After treatment, he was okay and we left 30 minutes later, and there was an awkward silence in the car as we drove home. Until the boy spoke up and said he was sorry for making me spend all that money. I snapped at him; it was not about the money, I was simply angry that he’d been careless with his life and had nearly put me in trouble. What asthma sufferer does not have an inhaler on him at all times? And if he had mentioned he had a history of asthma, I would have gotten him some tablets when the symptoms first started that morning. I was so mad at what he put both of us through. What if I had no money? Or if there was no car and I had had to carry him on my back to the junction to what – hail a cab at 2am? I was livid.

After he left the following day, I decided I wasn’t going to see him again. But Colossus (who I spoke to about it) said I was discriminating against asthma patients (lol), and Sensei weighed in as well. So I let it go and called the boy again. That night however ranks as the scariest night of my life so far.

*

The other day I was out with a few friends. We had called an intervention for one of our friends who had just had a kito situation. He had fallen into the hands of a blackmailing bitch, and now the shit had hit the fan and splattered on the faces of his parents. We were drinking beer and trying to figure out how best to calm the situation, even though I was more concerned with how to get back at the boy who brought about the mess.

*Given data:*
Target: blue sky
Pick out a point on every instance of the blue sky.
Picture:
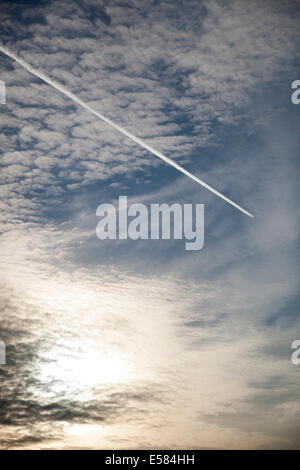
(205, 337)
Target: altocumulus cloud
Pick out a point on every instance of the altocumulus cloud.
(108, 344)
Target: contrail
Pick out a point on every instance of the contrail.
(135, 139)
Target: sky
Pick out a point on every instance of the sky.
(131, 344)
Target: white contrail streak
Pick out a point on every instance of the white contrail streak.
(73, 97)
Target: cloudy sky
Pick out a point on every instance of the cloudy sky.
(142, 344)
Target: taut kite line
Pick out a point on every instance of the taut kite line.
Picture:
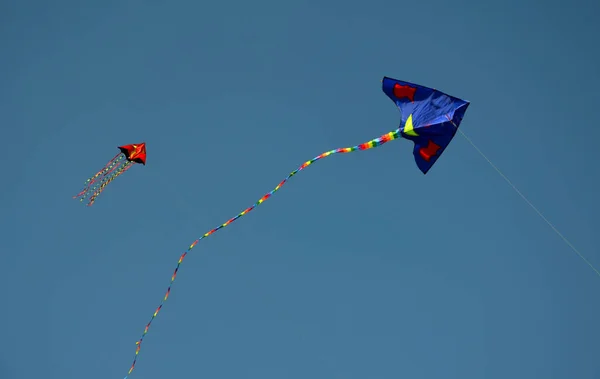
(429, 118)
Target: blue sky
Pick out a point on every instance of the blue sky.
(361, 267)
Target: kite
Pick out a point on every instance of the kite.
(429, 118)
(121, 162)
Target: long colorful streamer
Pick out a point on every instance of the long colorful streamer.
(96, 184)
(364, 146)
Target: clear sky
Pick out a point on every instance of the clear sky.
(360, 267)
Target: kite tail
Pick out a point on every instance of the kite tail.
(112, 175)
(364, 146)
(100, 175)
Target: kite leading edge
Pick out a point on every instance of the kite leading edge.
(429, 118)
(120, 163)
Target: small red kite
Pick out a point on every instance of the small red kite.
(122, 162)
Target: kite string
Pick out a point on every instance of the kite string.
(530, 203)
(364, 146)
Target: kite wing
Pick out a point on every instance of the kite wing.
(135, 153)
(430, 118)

*Exercise:*
Can you extract, word for word, the part of the personal account that begins at "After he left" and stops after "life so far."?

*Output of the task:*
After he left the following day, I decided I wasn’t going to see him again. But Colossus (who I spoke to about it) said I was discriminating against asthma patients (lol), and Sensei weighed in as well. So I let it go and called the boy again. That night however ranks as the scariest night of my life so far.